Symposium Discusses Clinical Endpoints for Eye Disorders
Event sponsored by the National Eye Institute and the FDA
FRIDAY, Feb. 8 (HealthDay News) -- Details of a symposium sponsored by the National Eye Institute (NEI) and the U.S. Food and Drug Administration (FDA) to discuss clinical trial design and endpoints as well as postmarketing surveillance have been published in the February issue of Investigative Ophthalmology & Visual Science.
Karl G. Csaky, M.D., Ph.D., from Duke University Medical Center in Durham, N.C., and colleagues reported on the discussions that took place from Nov. 28-29, 2006, at the NEI/FDA Ophthalmic Clinical Trial Design and Endpoints Symposium.
The purpose of the symposium was to develop standards for clinical trials in ophthalmology. The discussion consisted of five sections: visual acuity parameters as outcomes measures, endpoints in diabetic retinopathy, design and endpoints for neovascular age-related macular degeneration, design and endpoints for geographic atrophy, and postmarketing drug surveillance.
The authors note that technologies such as Fourier domain optical coherence tomography provide detailed scans of the retina, "opening a new frontier for patients with retinal disorders," and have the potential to serve as endpoints in clinical trials. However, the results do not always correlate with visual function. The FDA currently recommends that clinical trials use change in visual function as a primary endpoint as well as anatomic markers.

**What you need to do:** Print the part of the symposium article starting with "Symposium Discusses Clinical" and going on through "Ophthalmology & Visual Science.", word for word. Rely only on the symposium article for everything here.

Saved entries
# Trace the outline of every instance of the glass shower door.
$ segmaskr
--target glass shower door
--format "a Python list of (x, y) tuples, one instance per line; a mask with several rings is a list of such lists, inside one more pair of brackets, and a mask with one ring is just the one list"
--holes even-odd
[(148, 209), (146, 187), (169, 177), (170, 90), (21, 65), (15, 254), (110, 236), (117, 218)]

**Task answer:**
Symposium Discusses Clinical Endpoints for Eye Disorders
Event sponsored by the National Eye Institute and the FDA
FRIDAY, Feb. 8 (HealthDay News) -- Details of a symposium sponsored by the National Eye Institute (NEI) and the U.S. Food and Drug Administration (FDA) to discuss clinical trial design and endpoints as well as postmarketing surveillance have been published in the February issue of Investigative Ophthalmology & Visual Science.